Convert all of the records below into one numbered list with one line per item, leaving out blank lines.

** begin Records supplied **

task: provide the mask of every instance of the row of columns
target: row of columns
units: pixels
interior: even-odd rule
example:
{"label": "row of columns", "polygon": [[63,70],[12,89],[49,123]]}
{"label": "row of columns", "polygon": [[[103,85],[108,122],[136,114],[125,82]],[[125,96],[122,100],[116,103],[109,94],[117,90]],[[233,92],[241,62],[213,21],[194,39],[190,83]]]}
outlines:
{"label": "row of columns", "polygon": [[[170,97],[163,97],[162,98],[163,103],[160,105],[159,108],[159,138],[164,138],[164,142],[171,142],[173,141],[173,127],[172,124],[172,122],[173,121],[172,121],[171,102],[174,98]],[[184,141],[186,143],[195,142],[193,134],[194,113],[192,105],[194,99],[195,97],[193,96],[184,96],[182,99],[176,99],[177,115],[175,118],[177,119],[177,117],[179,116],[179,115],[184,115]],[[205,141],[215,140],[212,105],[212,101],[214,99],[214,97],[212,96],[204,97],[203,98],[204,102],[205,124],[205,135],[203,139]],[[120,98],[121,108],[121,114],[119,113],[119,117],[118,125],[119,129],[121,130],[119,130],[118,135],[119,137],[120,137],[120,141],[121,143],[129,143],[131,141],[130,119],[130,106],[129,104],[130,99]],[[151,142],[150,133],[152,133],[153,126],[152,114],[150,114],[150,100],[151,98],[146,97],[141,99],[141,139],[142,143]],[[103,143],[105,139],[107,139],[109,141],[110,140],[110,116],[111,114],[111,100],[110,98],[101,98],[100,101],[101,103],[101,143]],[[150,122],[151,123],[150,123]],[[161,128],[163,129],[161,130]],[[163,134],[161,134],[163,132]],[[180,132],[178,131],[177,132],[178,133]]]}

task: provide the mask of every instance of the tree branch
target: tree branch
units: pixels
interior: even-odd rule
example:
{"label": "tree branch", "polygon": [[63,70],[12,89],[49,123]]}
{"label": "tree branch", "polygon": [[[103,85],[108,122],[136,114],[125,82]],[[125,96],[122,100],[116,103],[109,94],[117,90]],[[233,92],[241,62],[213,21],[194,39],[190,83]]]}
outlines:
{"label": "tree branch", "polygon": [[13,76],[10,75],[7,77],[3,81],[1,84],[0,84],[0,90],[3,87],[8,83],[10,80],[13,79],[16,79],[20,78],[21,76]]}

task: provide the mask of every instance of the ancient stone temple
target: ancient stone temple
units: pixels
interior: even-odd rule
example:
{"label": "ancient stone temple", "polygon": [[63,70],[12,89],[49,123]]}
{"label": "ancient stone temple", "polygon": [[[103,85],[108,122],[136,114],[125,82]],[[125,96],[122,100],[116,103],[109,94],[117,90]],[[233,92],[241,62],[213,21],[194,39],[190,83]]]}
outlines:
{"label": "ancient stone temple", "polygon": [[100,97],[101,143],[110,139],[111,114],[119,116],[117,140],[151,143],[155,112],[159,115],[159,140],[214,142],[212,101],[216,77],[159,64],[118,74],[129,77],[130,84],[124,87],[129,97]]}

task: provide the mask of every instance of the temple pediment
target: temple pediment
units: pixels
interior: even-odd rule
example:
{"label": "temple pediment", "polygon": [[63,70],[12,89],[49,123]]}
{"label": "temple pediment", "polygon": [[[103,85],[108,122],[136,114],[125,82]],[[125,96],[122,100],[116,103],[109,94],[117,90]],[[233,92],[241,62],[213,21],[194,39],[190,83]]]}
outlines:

** end Records supplied **

* **Output**
1. task: provide the mask of every instance of the row of columns
2. target: row of columns
3. units: pixels
4. interior: even-odd rule
5. example:
6. {"label": "row of columns", "polygon": [[63,70],[12,89],[49,123]]}
7. {"label": "row of columns", "polygon": [[[103,85],[108,122],[136,114],[125,82]],[[125,96],[122,100],[116,103],[109,94],[117,90]],[[233,92],[241,62],[213,21],[194,39],[190,83]]]}
8. outlines:
9. {"label": "row of columns", "polygon": [[[170,97],[163,97],[162,98],[163,103],[160,105],[159,108],[159,138],[164,138],[164,142],[171,142],[173,141],[173,127],[172,124],[172,122],[173,121],[172,121],[171,102],[174,98]],[[184,141],[186,143],[195,142],[193,134],[194,113],[192,105],[194,99],[195,97],[193,96],[184,96],[182,99],[176,99],[177,115],[175,118],[177,119],[177,117],[179,116],[179,115],[184,115]],[[205,141],[215,140],[212,105],[212,101],[214,99],[214,97],[212,96],[204,97],[203,98],[204,102],[205,124],[205,135],[203,139]],[[120,98],[121,108],[121,114],[119,113],[119,117],[118,125],[119,129],[121,130],[119,130],[118,135],[119,137],[120,137],[120,141],[121,143],[129,143],[131,141],[130,119],[130,106],[129,104],[130,99]],[[151,142],[150,133],[152,133],[153,126],[152,114],[150,114],[150,100],[151,98],[146,97],[141,99],[141,139],[142,143]],[[103,143],[105,139],[107,139],[109,141],[110,140],[110,116],[111,114],[111,100],[110,98],[101,98],[100,101],[101,103],[101,143]],[[150,122],[151,123],[150,123]],[[161,128],[163,129],[161,130]],[[163,134],[161,134],[163,132]],[[180,132],[178,131],[177,132],[178,133]]]}
10. task: provide the mask of every instance of the tree branch
11. target: tree branch
12. units: pixels
13. interior: even-odd rule
14. example:
15. {"label": "tree branch", "polygon": [[63,70],[12,89],[49,123]]}
16. {"label": "tree branch", "polygon": [[[103,85],[108,122],[136,114],[125,82]],[[125,96],[122,100],[116,103],[109,94],[117,90]],[[233,92],[241,62],[213,21],[194,39],[190,83]]]}
17. outlines:
18. {"label": "tree branch", "polygon": [[13,76],[10,75],[7,77],[3,81],[1,84],[0,84],[0,90],[3,87],[8,83],[10,80],[13,79],[16,79],[20,78],[21,76]]}
19. task: provide the mask of every instance of the ancient stone temple
20. target: ancient stone temple
21. units: pixels
22. interior: even-odd rule
23. example:
24. {"label": "ancient stone temple", "polygon": [[63,70],[12,89],[49,123]]}
25. {"label": "ancient stone temple", "polygon": [[[103,85],[108,122],[136,114],[125,82]],[[125,96],[122,100],[116,103],[109,94],[117,90]],[[233,92],[241,62],[213,21],[194,39],[190,83]]]}
26. outlines:
27. {"label": "ancient stone temple", "polygon": [[100,97],[101,143],[110,139],[111,114],[119,116],[117,140],[151,143],[155,112],[159,115],[159,140],[214,142],[212,101],[216,77],[159,64],[118,74],[129,77],[130,84],[124,87],[129,97]]}
28. task: provide the mask of every instance of the temple pediment
29. target: temple pediment
30. units: pixels
31. interior: even-odd rule
32. example:
33. {"label": "temple pediment", "polygon": [[63,70],[12,89],[49,123]]}
34. {"label": "temple pediment", "polygon": [[[103,85],[108,122],[136,114],[125,82]],[[125,96],[122,100],[116,103],[109,94],[117,90]],[[233,92],[241,62],[213,21],[194,39],[190,83]]]}
35. outlines:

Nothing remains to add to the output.